INSTRUCTIONS
[A] In the passage on wind activities for kindergarteners, what is aimed at the sand-filled cake pan to create wind?
[B] Reproduce the part of the wind activities passage from "Destructive Wind Force" up to and including "a windowless hallway.".

PROVIDED PASSAGE
========================
The wind on your face does more than cool you when the weather is warm. The wind provides electricity to power homes, brings water above ground for drinking and irrigation, and pushes sailboats across the water. Kindergarten students feel the wind when it blows and see the movement of leaves on a tree or the waving of a flag in the breeze. Simple experiments demonstrate how wind exerts force that can be harnessed and used.
  1. Observing the Wind

    • The wind moves things invisibly most of the time. Give the students a square of card stock marked with diagonal lines and a center point. Have them cut along the diagonal lines to a point a half-inch from the center of the square. Bring the left corner of each segment to the center and push a thumbtack through the corners and the center point. Poke a thumbtack through the side of a straw near the top of the straw. Have the children blow on the pinwheels and send them spinning. Another option for this activity uses bubble solution and a bubble wand to set the bubbles floating in the wind. Have the students mark the direction of the wind and how quickly the bubbles travel. The wind exerts force to spin the pinwheel and float the bubbles.

    Wind Transportation

    • Ancient cultures learned the wind could move ships across the water. Place a toy boat in a large pan of water. Blow on the boat with a straw and watch the boat move on the water. Push a small lump of clay in the bottom of the boat. Insert a bamboo skewer mast and sail into the clay. Blow on the sail with the straw, and ask the students which boat configuration moves easier and faster. Show a video clip of a crew operating a sailboat. Have the students watch how the crew uses the sail and rudder to move in the desired direction.

    Destructive Wind Force

    • While humans have harnessed the wind for beneficial purposes, nature can use winds destructively. Show the kindergarteners video clips demonstrating the destructive force of tornadoes and hurricanes. Explain how to respond when the sirens warn residents of tornadoes and wind shears. Review safety measures for heavy winds. Point out the safest place in a house during a windstorm. Have kindergarteners practice moving away from windows and under desks or into a safer area of the school, such as a windowless hallway.

    Wind Erosion

    • Tape cardboard walls to three sides of a cake pan and fill it with sand. Place the pan inside a cardboard box with one side of the box removed. Aim a portable fan at the pan and turn it on low. Have the kindergarteners watch the wind move the sand from the open end of the pan against the cardboard at the opposite side of the pan. Level the sand and add tall rectangles of clay, a large rock and toy trees to the sand to represent buildings, mountains and flora. Turn the fan on again but at a higher speed. Have the students examine how the sand mounds up against the structures. Let them examine the clay and notice how particles of sand embed in the clay. Explain that these can eat away at structures over time.
========================
RECORDED DATA
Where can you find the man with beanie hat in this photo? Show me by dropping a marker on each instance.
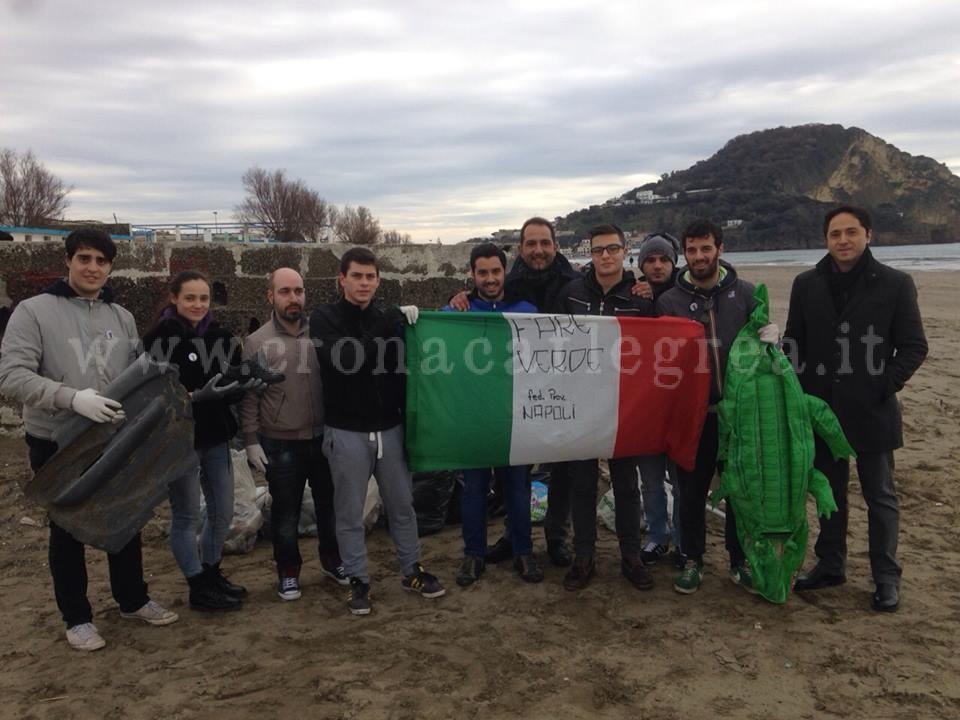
========================
SOLUTIONS FOR EACH TASK
[A] A portable fan.

[B]
Destructive Wind Force

    • While humans have harnessed the wind for beneficial purposes, nature can use winds destructively. Show the kindergarteners video clips demonstrating the destructive force of tornadoes and hurricanes. Explain how to respond when the sirens warn residents of tornadoes and wind shears. Review safety measures for heavy winds. Point out the safest place in a house during a windstorm. Have kindergarteners practice moving away from windows and under desks or into a safer area of the school, such as a windowless hallway.